**Problem set:**
[1] Translate this sentence from the blog post into Spanish: "We’ve had to register as sheep keepers, and all our sheep have uniquely-numbered ear tags."
[2] List every legal requirement for keeping sheep that the blog post mentions.
[3] Write out the part of the blog post from "Thursday, August 23, 2007" up to and including "is pretty special.".

**Page extract:**
Thursday, August 23, 2007


Can you see the similarity? Marlon and his motorbike—me on my moto-mouton. Perhaps my broad grin isn’t as cool as his curled lip and some sort of hat worn at a jaunty angle might help but, hey, I reckon my pure wool seat cover is pretty special.


We’ve had an incredibly full day today and so, in order to keep the blog to a readable length, I’ll keep to the sheepy bits. First off was a trip to the veterinary surgeon to have our six-month-old ram castrated before he reaches sexual maturity. He becomes a wether and, as such, we can keep him with our three ewes, including his mum, and our mature ram. Keeping animals correctly, as far as the law is concerned, is quite a complex procedure. We’ve had to register as sheep keepers, and all our sheep have uniquely-numbered ear tags. We have to fill out movement forms when we transport them and, if they’re moved over 60 km / 40 miles (I think) the driver needs to be specially licensed to transport animals. This legislation often seems to aimed at farm-scale production and I wonder that law makers haven’t forgotten that there are other people out there, raising a few animals for their own consumption, meaning that the legislation seems over bearing: a sledgehammer to crack a nut.

**Recorded data:**
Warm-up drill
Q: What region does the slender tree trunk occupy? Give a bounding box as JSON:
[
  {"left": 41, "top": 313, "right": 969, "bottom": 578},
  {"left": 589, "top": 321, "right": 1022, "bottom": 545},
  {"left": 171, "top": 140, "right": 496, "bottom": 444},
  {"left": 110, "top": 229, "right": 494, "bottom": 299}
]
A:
--
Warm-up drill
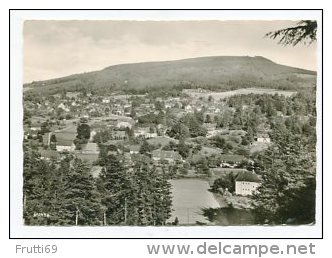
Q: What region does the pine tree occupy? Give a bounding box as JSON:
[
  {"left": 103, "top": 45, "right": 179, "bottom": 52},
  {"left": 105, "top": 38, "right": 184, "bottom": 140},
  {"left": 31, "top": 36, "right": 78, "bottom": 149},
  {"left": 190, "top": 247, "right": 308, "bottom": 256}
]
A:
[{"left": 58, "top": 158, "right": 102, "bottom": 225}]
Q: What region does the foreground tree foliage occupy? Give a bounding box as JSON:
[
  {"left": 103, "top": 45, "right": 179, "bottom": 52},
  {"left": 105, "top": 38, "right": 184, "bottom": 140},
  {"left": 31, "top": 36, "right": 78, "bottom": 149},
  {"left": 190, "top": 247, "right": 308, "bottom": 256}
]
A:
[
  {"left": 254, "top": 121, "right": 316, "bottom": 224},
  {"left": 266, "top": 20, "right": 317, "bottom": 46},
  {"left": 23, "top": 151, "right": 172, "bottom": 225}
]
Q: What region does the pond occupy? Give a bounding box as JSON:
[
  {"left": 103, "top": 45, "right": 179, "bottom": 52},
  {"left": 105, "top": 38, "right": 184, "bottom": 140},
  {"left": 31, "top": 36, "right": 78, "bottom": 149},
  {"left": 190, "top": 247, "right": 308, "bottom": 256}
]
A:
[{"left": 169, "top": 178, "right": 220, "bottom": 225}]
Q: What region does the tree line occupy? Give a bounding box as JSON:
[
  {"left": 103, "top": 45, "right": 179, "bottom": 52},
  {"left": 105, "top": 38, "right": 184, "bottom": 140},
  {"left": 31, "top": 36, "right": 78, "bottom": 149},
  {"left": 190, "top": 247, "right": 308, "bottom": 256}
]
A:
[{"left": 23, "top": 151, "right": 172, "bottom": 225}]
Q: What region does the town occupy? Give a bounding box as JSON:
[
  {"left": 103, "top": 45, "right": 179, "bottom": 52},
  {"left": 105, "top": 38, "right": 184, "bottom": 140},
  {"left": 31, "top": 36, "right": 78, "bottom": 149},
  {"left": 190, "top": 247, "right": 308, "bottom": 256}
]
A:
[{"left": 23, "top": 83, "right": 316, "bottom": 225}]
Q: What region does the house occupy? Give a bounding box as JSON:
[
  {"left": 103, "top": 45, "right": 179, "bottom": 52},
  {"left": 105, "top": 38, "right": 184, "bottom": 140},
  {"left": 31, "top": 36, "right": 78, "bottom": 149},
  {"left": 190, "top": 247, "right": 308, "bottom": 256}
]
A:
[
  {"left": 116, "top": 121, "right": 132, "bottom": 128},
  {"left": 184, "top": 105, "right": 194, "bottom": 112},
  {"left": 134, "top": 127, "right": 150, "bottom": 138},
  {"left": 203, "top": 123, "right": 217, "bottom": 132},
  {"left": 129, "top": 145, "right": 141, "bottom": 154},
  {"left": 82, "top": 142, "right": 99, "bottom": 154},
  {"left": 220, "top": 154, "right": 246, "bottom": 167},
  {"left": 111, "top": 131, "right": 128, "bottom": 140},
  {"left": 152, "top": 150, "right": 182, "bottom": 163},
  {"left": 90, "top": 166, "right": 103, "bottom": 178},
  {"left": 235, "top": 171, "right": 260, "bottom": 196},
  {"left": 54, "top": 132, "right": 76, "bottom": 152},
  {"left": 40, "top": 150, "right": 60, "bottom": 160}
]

**Set of answers:**
[1] Hemos tenido que registrarnos como criadores de ovejas, y todas nuestras ovejas tienen crotales numerados de forma única.

[2]
- Registering as sheep keepers
- Giving every sheep a uniquely-numbered ear tag
- Filling out movement forms when the sheep are transported
- Having a specially licensed driver if the sheep are moved over 60 km / 40 miles

[3]
Thursday, August 23, 2007


Can you see the similarity? Marlon and his motorbike—me on my moto-mouton. Perhaps my broad grin isn’t as cool as his curled lip and some sort of hat worn at a jaunty angle might help but, hey, I reckon my pure wool seat cover is pretty special.